## Textauszug
* * *

Touch a new day

Die letzten Sommerferien - als kleines Mädchen bemitleidete ich die 12.Klässler, die sich am Ende des Schuljahres in ihre "letzten" richtigen Sommerferien verabschiedeten. Damit, so schien mir, schlossen sie eine Ära ab, eine Tür fiel unvermeidlich in ihr Schloss und verwehrte jedem den Zutritt zu der heilen Welt eines Schülers. Mit dem Beginn der letzten Sommerferien veränderte sich der Rhythmus eines Schuljahres. Es schien ins Leere zu laufen, trotz der Abschlusszeugnisse.

Heute geht es mir immer noch ähnlich, wenn ich mir vor Augen führe, dass auch ich in die letzten Sommerferien gegangen bin. Es werden Ferien folgen, ja, aber heißen sie dann "Semesterferien" oder "Urlaubstage", sie werden anders gefüllt sein und anders erlebt werden.

Ich blicke zurück auf 8 Wochen, die ich sehr eigenständig gestaltet habe. Diese erlebte Unabhängigkeit habe ich genossen, denn über das letzte Jahr habe ich einen eigenen Lebensrhythmus entwickelt und besonders bei der Entscheidungsfällung zunehmend weniger Abhängigkeit von Ratschlägen und Kommentaren verspürt.

* * *

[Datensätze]
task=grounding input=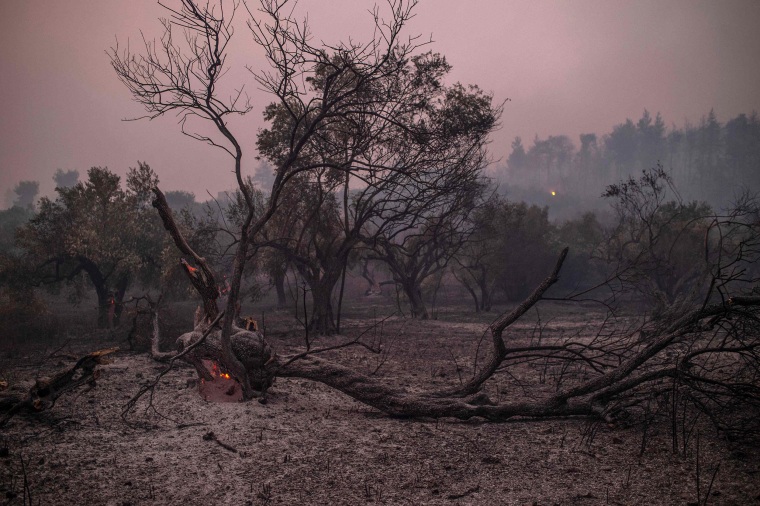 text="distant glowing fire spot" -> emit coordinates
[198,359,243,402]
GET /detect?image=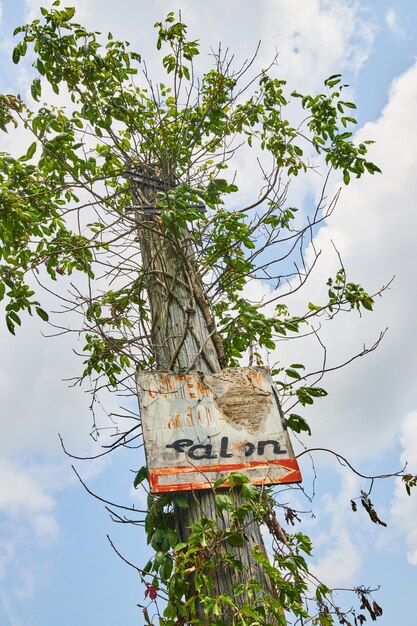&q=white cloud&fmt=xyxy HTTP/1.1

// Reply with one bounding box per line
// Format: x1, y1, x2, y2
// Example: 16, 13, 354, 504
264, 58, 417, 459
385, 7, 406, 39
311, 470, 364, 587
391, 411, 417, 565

* * *

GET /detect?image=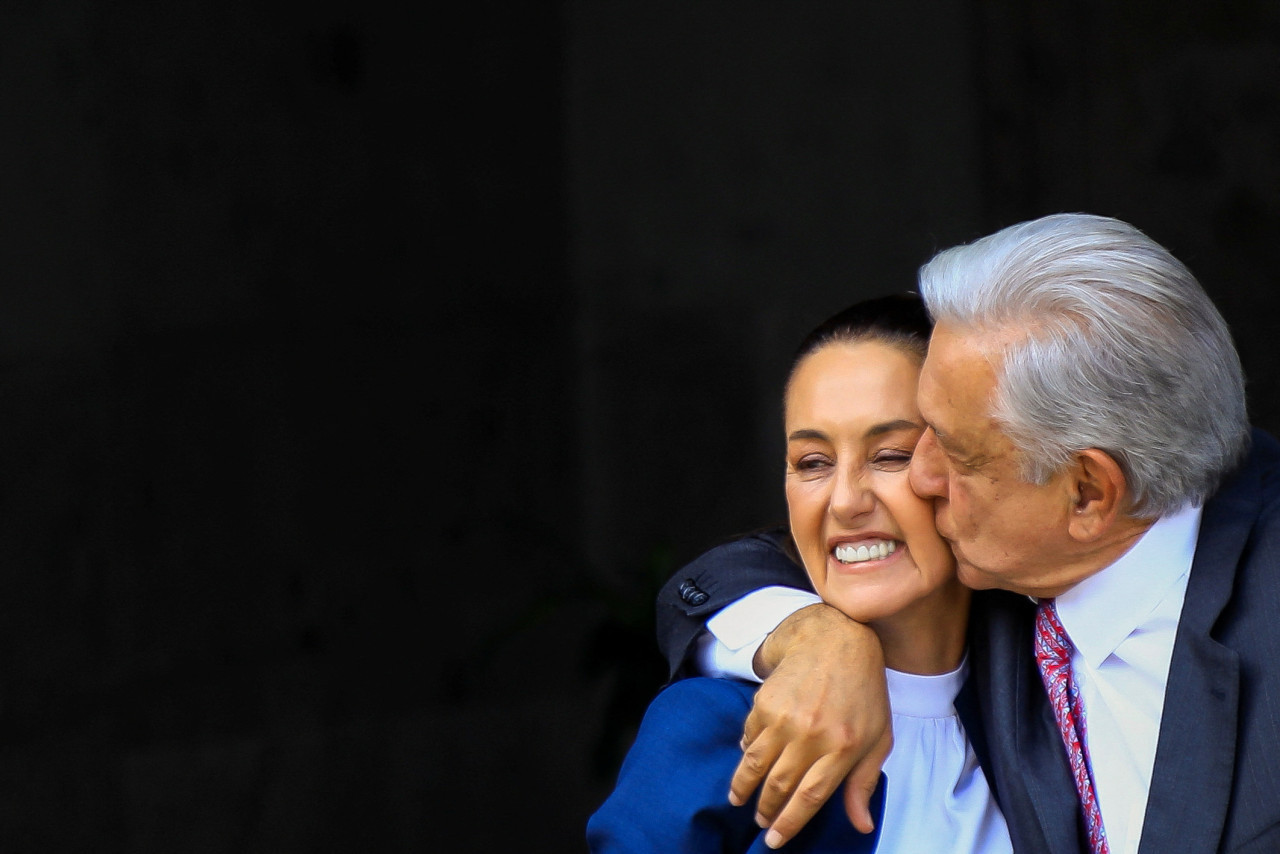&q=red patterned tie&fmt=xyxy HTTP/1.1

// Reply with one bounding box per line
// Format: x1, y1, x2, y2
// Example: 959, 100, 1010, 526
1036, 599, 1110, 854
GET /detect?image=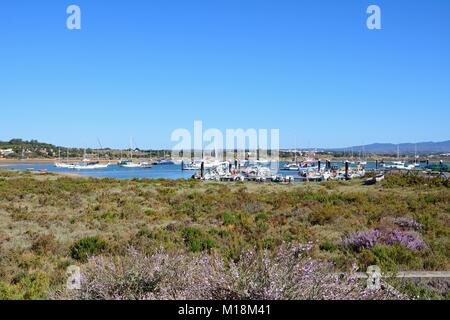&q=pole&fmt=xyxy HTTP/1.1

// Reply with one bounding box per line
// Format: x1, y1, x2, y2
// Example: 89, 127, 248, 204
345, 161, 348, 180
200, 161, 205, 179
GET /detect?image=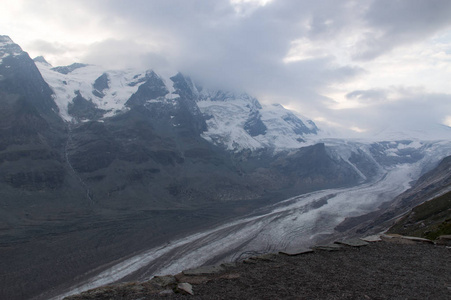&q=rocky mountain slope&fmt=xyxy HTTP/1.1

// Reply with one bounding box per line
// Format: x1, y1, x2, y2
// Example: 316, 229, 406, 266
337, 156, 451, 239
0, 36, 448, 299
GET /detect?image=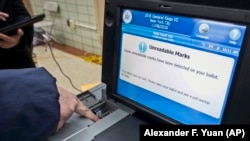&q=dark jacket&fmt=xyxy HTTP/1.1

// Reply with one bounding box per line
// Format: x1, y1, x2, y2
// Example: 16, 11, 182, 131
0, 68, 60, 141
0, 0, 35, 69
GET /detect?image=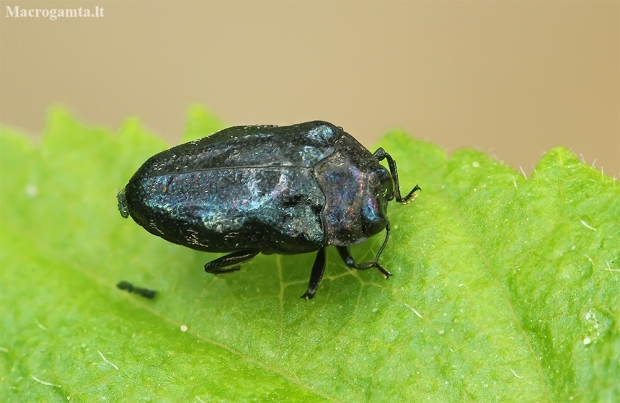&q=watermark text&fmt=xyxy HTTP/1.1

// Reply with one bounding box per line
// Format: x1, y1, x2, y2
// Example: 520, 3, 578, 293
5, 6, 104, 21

* * *

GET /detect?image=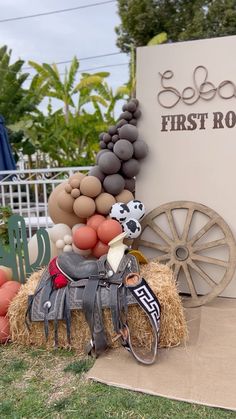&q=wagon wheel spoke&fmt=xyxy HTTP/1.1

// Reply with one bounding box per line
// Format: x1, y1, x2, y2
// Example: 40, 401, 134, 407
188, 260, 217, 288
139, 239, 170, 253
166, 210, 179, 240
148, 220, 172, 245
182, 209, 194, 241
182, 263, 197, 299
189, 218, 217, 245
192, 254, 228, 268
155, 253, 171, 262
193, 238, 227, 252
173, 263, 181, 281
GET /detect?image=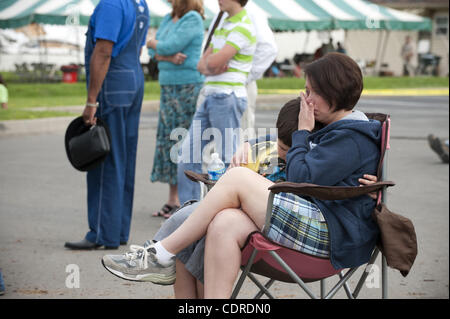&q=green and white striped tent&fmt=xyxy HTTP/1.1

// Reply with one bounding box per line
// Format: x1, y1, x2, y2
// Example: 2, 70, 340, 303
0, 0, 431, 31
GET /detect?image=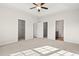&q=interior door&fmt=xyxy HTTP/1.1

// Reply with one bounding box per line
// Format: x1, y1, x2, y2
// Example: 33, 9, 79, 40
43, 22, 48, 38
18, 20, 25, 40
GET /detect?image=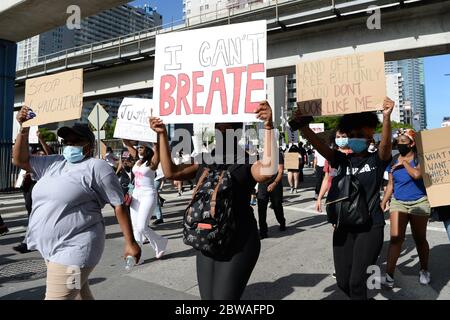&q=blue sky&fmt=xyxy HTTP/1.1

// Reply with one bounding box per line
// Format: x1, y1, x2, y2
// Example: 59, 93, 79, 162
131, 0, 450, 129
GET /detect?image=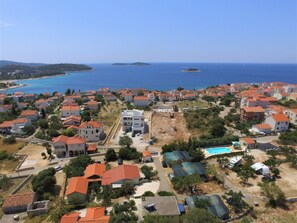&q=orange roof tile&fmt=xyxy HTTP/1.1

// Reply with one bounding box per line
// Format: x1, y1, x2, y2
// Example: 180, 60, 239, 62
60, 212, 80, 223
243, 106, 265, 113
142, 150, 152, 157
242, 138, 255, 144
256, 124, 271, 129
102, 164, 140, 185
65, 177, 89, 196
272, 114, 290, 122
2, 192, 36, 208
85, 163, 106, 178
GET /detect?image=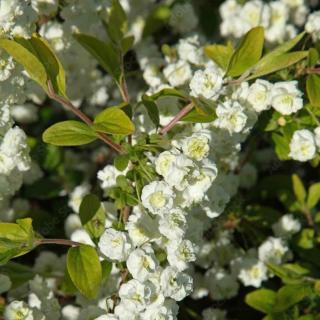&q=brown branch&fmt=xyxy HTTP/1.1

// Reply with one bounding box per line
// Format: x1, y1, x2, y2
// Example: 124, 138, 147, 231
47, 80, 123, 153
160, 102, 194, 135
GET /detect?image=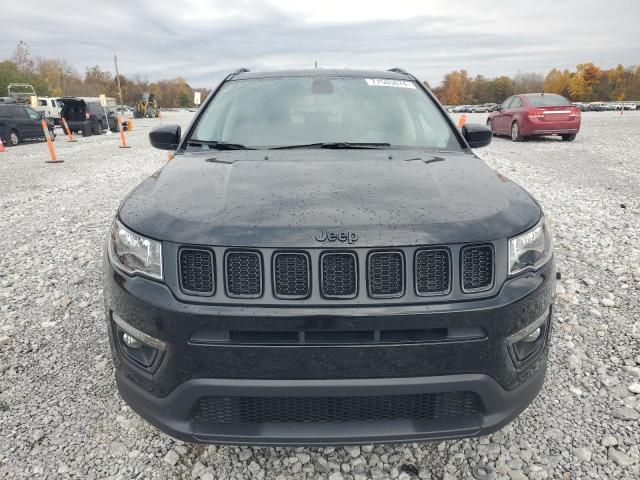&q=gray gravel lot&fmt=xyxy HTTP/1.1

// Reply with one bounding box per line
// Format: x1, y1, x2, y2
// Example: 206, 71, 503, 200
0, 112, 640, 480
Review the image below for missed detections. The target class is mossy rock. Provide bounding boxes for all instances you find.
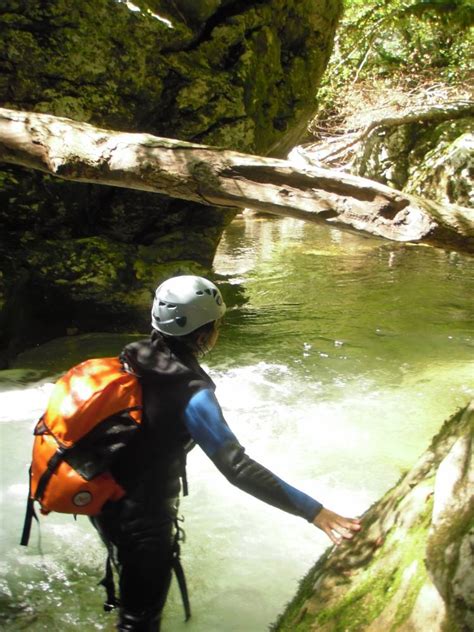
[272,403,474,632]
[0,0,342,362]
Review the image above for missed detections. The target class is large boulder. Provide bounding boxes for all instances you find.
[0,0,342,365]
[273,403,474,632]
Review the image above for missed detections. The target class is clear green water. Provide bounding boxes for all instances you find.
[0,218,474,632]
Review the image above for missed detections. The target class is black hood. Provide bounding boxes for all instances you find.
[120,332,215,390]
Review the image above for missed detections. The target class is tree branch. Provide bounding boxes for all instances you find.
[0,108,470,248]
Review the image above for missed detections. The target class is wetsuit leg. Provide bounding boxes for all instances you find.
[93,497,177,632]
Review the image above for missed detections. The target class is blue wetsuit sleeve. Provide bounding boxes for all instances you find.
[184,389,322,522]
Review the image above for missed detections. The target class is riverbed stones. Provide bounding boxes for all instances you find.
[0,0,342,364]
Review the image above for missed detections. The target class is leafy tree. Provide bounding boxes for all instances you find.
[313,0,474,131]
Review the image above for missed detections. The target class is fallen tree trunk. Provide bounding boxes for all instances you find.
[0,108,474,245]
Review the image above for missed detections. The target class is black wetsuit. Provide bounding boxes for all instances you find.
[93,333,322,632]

* * *

## Aufgaben zur Übung
1) Zitieren Sie aus dem Text über die letzten Sommerferien alles von „Die letzten Sommerferien - als“ bis hinunter zu „anders erlebt werden.“.
2) Welche zwei Bezeichnungen könnten spätere Ferien laut dem Text über die letzten Sommerferien tragen?
3) Schreiben Sie den Text über die letzten Sommerferien im Anschluss an seinen letzten Satz weiter.

## Lösungen zur Übung
1)
Die letzten Sommerferien - als kleines Mädchen bemitleidete ich die 12.Klässler, die sich am Ende des Schuljahres in ihre "letzten" richtigen Sommerferien verabschiedeten. Damit, so schien mir, schlossen sie eine Ära ab, eine Tür fiel unvermeidlich in ihr Schloss und verwehrte jedem den Zutritt zu der heilen Welt eines Schülers. Mit dem Beginn der letzten Sommerferien veränderte sich der Rhythmus eines Schuljahres. Es schien ins Leere zu laufen, trotz der Abschlusszeugnisse.

Heute geht es mir immer noch ähnlich, wenn ich mir vor Augen führe, dass auch ich in die letzten Sommerferien gegangen bin. Es werden Ferien folgen, ja, aber heißen sie dann "Semesterferien" oder "Urlaubstage", sie werden anders gefüllt sein und anders erlebt werden.

2) „Semesterferien“ oder „Urlaubstage“.

3)
Nun bin ich seit einigen Tagen wieder in Flekke, und das Gefühl von Eigenmächtigkeit kommt zurück. Ich bin jetzt ein Secondyear. Groß. Von den Firstyears geachtet. Ich denke, dieses Jahr kann ein ganz herrliches werden. In meinem Jahrgang sind viele sehr aktive Schüler, und auch die Firstyears scheinen begeisterungsfähig zu sein. Beim Mittagessen ließ ich eben den Blick über die Tische schweifen und stellte zufrieden fest, dass sich die Jahrgänge besser mischen als im vergangenen Jahr. In diesen Tagen kommen viele Erinnerungen wieder ans Tageslicht, die im Laufe des vergangenen Schuljahrs langsam aber sicher im Unterbewusstsein einstaubten. Das erste Collegemeeting. Die Graphik, die die Werte eines UWCs darstellt. Die Subject Fair, wo alle Fächer vorgestellt wurden. In diesem Jahr war ich besonders bei letzterem involviert und habe das Fach Nynorsk ab initio vorgestellt. Norwegisch für Anfänger sieht neben Spanisch ab initio immer ein bisschen blässlich aus. Ich entwickel ein richtiges Faible für die Sprache, von der keiner gehört hat und die nur so wenig Menschen schreiben. Sprechen tut jeder Norweger ohnehin wie ihm der Kopf gewachsen ist.

Dieser Tage denke ich viel darüber nach, ob und wie ich UWC im letzten Jahr gelebt und in die Tat umgesetzt habe. Es kommt das Gefühl auf, dass ich mich sehr auf mich selbst konzentriert habe. Dass bei allem, was ich gemacht und gedacht habe, doch der eigene Körper und die eigene Seele im Mittelpunkt standen. Diese Erkenntniss gruselt zunächst, denn wird in unserer Gesellschaft nicht die Selbstlosigkeit ganz besonders hoch gehandelt? Allerdings empfinde ich es als wenig beschämend, die eigene Rolle auf dieser Welt zu erforschen. Der Prozess kann ja durchaus Mitmenschen miteinbeziehen und zu ihrem Vorteil sein.  Dieses Schema "UWC Mission" - es hängt in unserem Zimmer aus - geht mir nicht aus dem Kopf. Alles dreht sich um die neun Kernwerte. Ich erspare mir eine Übersetzung ins Deutsche.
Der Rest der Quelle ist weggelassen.